## Texto do documento
——

Palavras-chave: trabalho; família; equilíbrio entre trabalho e família; gênero; jornada.
ABSTRACT
This paper presents the new configuration of work and family, the conflicts between work and family facing bank workers and the strategies to deal with them, like the part time work. The authors collected data about bank workers, their salaries, working time and gender from the RAIS (Annual List of Social Information) data base from 1994 to 2002. The authors also interviewed bank workers from small cities in the state of São Paulo. The main findings show that the percentage of female bank workers is increasing. The bank workers have faced salary losses, sharper for part-timers and to the women, and that they have lower wages, occupy positions related to repetitive tasks, with limited perspectives. The work causes conflicts more frequently in family than the opposite, and workers have used different strategies to manage them. We also found out that part-time work provides more free time for personal/family activities, but workers think that it is acceptable only in the beginning of the career, and it must be left when a worker wants to assume positions with more responsibility and better remuneration.
Keywords: labor; family; work and family balance; gender; working day.
1. Introdução
Pretende-se, neste estudo, discutir as mudanças na configuração das famílias e do trabalho decorrentes da ampliação da participação feminina na população economicamente ativa. Mais detidamente, procura-se entender os conflitos oriundos do conjunto de responsabilidades familiares e profissionais e as estratégias para minimizá-los, incluindo a jornada de trabalho de horas reduzidas. Esses temas são pouco explorados em estudos acadêmicos no Brasil.
Considerando-se que o número de horas dedicadas ao trabalho e o perfil dos trabalhadores de horas reduzidas são indicadores importantes para se compreender a questão da conciliação entre trabalho e família, como apontado por Hantrais e Letablier (1995), foram coletadas informações junto à base de dados da RAIS (Ministério do Trabalho e Emprego), referentes ao perfil de homens e mulheres que atuam no setor bancário e à sua jornada no Brasil e no estado de São Paulo, considerando o período de 1994 a 2002. Como são as próprias empresas que declaram ao Ministério as informações referentes a seus funcionários, podem ocorrer erros por desatenção ou simples omissão, gerando algumas distorções. Apesar disso, essa é a principal fonte de dados sobre emprego formal no país, freqüentemente utilizada em pesquisas acadêmicas.

——

Registros de marcação de pontos
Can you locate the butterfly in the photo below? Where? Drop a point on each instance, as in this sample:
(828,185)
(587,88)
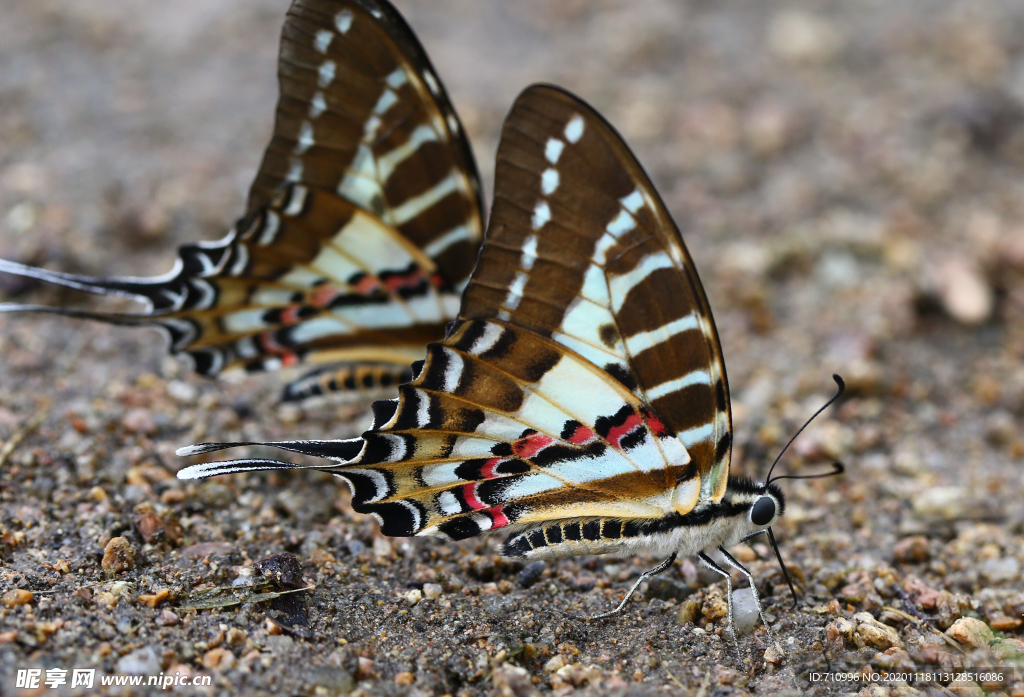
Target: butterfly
(360,228)
(580,400)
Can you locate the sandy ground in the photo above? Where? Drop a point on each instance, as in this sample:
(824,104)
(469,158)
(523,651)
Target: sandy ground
(849,177)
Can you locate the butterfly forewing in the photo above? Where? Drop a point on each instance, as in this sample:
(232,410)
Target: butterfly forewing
(582,396)
(363,114)
(581,248)
(361,224)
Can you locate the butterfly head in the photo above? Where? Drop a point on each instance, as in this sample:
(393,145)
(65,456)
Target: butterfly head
(756,506)
(766,502)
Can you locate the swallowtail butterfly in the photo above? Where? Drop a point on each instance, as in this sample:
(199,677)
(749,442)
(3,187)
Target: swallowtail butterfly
(580,400)
(360,229)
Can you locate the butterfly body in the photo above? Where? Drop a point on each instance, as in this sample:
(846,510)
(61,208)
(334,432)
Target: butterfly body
(580,400)
(701,529)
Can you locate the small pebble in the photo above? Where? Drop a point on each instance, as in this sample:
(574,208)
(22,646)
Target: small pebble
(940,503)
(139,662)
(16,597)
(139,421)
(774,655)
(744,611)
(154,599)
(555,663)
(965,294)
(799,37)
(870,632)
(688,611)
(118,556)
(167,618)
(530,574)
(668,589)
(1003,569)
(971,632)
(219,658)
(911,550)
(366,668)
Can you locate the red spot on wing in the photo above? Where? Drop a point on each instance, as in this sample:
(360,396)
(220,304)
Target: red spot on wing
(269,344)
(656,426)
(616,433)
(324,295)
(487,471)
(498,517)
(531,444)
(469,493)
(290,315)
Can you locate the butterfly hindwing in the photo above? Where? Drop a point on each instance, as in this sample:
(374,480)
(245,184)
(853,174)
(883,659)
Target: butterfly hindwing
(361,224)
(580,399)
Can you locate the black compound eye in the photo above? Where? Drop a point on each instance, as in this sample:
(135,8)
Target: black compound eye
(763,511)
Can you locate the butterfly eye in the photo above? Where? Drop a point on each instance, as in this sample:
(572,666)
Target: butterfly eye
(763,511)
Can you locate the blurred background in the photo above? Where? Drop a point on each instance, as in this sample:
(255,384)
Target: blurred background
(848,174)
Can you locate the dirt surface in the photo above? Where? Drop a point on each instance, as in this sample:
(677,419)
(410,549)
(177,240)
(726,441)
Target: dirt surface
(850,179)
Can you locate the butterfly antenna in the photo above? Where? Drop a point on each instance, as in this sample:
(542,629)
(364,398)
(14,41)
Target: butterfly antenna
(778,556)
(839,392)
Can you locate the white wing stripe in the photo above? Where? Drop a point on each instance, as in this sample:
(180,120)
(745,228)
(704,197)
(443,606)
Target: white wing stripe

——

## Objetivos
A – Reescreva o trecho do texto do documento de "Keywords: labor; family;" até "acadêmicos no Brasil.", alterando "estudos acadêmicos" para "trabalhos universitários".
B – Liste as palavras-chave em português apresentadas no texto do documento.
C – Resuma em forma de lista o parágrafo do texto do documento que começa com "Considerando-se que o número de horas", mantendo os fatos principais.

## Respostas por tarefa
A –
Keywords: labor; family; work and family balance; gender; working day.
1. Introdução
Pretende-se, neste estudo, discutir as mudanças na configuração das famílias e do trabalho decorrentes da ampliação da participação feminina na população economicamente ativa. Mais detidamente, procura-se entender os conflitos oriundos do conjunto de responsabilidades familiares e profissionais e as estratégias para minimizá-los, incluindo a jornada de trabalho de horas reduzidas. Esses temas são pouco explorados em trabalhos universitários no Brasil.

B – trabalho; família; equilíbrio entre trabalho e família; gênero; jornada

C –
- O número de horas de trabalho e o perfil dos trabalhadores de horas reduzidas são indicadores importantes da conciliação entre trabalho e família (Hantrais e Letablier, 1995).
- Foram coletados dados da RAIS (Ministério do Trabalho e Emprego) sobre o perfil e a jornada de homens e mulheres do setor bancário no Brasil e no estado de São Paulo, de 1994 a 2002.
- As próprias empresas declaram os dados, o que pode gerar erros por desatenção ou omissão e algumas distorções.
- Mesmo assim, a RAIS é a principal fonte de dados sobre emprego formal no país e é usada com frequência em pesquisas acadêmicas.